* _Reading text_:
-=-=-=-=-
Face of Defense: Combat Medic Continues Quest for Badge
By Army Sgt. Quentin Johnson
2nd Brigade Combat Team, 1st Cavalry Division
FORT HOOD, Texas, May 29, 2014 Former President Richard M. Nixon once said, “Defeat doesn’t finish a man -- quit does. A man is not finished when he’s defeated. He’s finished when he quits.”
Army Spc. Jessica Lazo, a Miami native and combat medic with Company C, 15th Brigade Support Battalion, 2nd Armored Brigade Combat Team, 1st Cavalry Division, calls in a simulated 9-line medical evacuation report on a combat testing lane during the III Corps Expert Field Medical Badge test at Fort Hood, Texas, May 15, 2014. U.S. Army photo by Sgt. Quentin Johnson
(Click photo for screen-resolution image);high-resolution image available.
Army combat medic Spc. Jessica Lazo’s story is not one of an inspiring accomplishment or defeat, but a never-quit attitude as she continues her quest to earn the Expert Field Medical Badge.
Lazo tried and failed to earn the badge during testing conducted here from May 10 to May 20. It was her fourth attempt to earn the badge in nearly two years of trying.
The EFMB test is a 10-day event in which soldiers in medical career fields can earn the coveted badge by performing more than 30 critical and medical tasks through three separate combat testing lanes, said Army Maj. Matthew Mapes, the 61st Multifunctional Medical Battalion’s executive officer and the EFMB officer-in-charge.
The 10 days are broken up into five days of testing-lane study and five days of actual testing with a 60-question written test on the first day and a 12-mile march on the last day, said Mapes, a native of Highland Park, Illinois.
-=-=-=-=-
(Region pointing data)
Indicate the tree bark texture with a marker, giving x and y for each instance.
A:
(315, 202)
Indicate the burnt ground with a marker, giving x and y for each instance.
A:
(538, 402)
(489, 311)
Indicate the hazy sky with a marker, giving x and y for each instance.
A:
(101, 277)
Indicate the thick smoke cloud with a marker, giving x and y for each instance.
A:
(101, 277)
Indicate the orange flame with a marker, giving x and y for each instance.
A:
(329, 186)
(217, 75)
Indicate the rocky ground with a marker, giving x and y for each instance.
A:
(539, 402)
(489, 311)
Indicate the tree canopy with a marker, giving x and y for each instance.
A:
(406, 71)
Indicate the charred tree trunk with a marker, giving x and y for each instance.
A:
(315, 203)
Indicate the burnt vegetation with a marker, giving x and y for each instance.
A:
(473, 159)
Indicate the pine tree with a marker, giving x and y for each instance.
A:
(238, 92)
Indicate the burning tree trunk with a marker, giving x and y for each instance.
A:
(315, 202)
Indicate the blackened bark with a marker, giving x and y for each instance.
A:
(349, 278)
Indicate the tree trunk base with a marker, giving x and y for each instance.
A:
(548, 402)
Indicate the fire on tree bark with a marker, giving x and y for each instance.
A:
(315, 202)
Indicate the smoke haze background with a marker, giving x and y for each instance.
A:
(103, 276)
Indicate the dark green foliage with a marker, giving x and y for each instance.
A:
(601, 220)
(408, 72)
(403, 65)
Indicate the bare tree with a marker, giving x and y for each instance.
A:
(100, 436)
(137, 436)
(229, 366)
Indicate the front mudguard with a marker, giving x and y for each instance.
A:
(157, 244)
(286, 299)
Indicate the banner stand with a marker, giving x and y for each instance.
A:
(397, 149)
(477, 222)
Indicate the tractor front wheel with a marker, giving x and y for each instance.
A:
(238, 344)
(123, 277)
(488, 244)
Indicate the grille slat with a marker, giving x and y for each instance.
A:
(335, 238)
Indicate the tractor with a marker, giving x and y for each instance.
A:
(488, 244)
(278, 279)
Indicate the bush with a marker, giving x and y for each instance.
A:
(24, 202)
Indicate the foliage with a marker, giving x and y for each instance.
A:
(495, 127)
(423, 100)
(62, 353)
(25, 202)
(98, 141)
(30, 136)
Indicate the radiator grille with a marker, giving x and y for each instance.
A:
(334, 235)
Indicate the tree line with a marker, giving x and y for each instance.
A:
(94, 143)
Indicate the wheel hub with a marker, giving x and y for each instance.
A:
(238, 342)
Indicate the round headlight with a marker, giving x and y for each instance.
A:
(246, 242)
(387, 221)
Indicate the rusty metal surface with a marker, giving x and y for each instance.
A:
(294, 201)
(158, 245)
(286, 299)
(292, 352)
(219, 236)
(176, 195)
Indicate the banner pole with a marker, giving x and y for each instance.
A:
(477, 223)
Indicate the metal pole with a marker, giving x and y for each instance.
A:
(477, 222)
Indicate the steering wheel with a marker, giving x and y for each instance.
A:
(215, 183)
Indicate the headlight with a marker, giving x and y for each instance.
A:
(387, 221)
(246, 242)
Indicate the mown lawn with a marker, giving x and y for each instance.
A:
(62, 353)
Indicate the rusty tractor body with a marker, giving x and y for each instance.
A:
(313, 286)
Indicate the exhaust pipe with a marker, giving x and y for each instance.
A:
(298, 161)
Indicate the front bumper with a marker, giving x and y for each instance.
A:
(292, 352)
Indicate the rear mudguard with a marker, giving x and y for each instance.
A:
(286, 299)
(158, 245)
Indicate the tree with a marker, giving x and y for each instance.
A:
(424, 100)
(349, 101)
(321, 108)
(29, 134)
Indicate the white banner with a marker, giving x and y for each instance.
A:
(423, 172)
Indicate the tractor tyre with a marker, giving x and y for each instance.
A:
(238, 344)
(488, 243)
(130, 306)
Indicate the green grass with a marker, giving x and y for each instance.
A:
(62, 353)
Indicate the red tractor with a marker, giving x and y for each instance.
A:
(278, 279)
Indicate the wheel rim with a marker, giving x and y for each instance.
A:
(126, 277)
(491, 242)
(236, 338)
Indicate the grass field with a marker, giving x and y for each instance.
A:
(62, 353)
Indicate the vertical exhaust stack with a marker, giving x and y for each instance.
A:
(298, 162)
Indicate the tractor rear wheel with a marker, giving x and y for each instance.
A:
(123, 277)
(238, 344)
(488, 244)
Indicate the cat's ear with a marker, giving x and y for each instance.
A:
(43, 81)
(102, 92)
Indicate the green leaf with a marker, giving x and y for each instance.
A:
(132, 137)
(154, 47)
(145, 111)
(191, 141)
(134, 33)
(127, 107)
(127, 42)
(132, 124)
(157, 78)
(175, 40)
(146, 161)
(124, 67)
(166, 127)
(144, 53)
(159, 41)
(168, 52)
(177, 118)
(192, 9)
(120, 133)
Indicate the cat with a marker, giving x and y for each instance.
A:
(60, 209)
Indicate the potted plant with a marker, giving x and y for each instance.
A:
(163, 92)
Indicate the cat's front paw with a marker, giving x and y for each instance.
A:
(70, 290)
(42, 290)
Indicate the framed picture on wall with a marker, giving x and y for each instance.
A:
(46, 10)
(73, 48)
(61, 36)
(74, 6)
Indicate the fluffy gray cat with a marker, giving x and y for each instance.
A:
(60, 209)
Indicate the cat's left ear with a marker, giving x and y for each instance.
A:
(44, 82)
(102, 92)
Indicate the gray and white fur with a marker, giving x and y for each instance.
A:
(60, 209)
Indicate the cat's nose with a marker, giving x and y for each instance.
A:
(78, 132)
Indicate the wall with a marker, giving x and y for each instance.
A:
-=-=-=-=-
* _Questions to answer_:
A – Answer these questions from the article on the combat medic:
(i) Which attempt at the badge did the May 10–20 testing mark for Lazo?
(ii) How many combat testing lanes does the EFMB test use?
(iii) What happens on the last day of the 10 days?
B – According to the article on the combat medic, why is Lazo's story one of a never-quit attitude rather than of accomplishment or defeat?
Answer from the article alone.

* _Results_:
A –
(i) Her fourth attempt, in nearly two years of trying.
(ii) Three separate combat testing lanes.
(iii) A 12-mile march.

B – Lazo failed to earn the Expert Field Medical Badge during testing from May 10 to May 20, her fourth attempt in nearly two years, yet she continues her quest to earn it.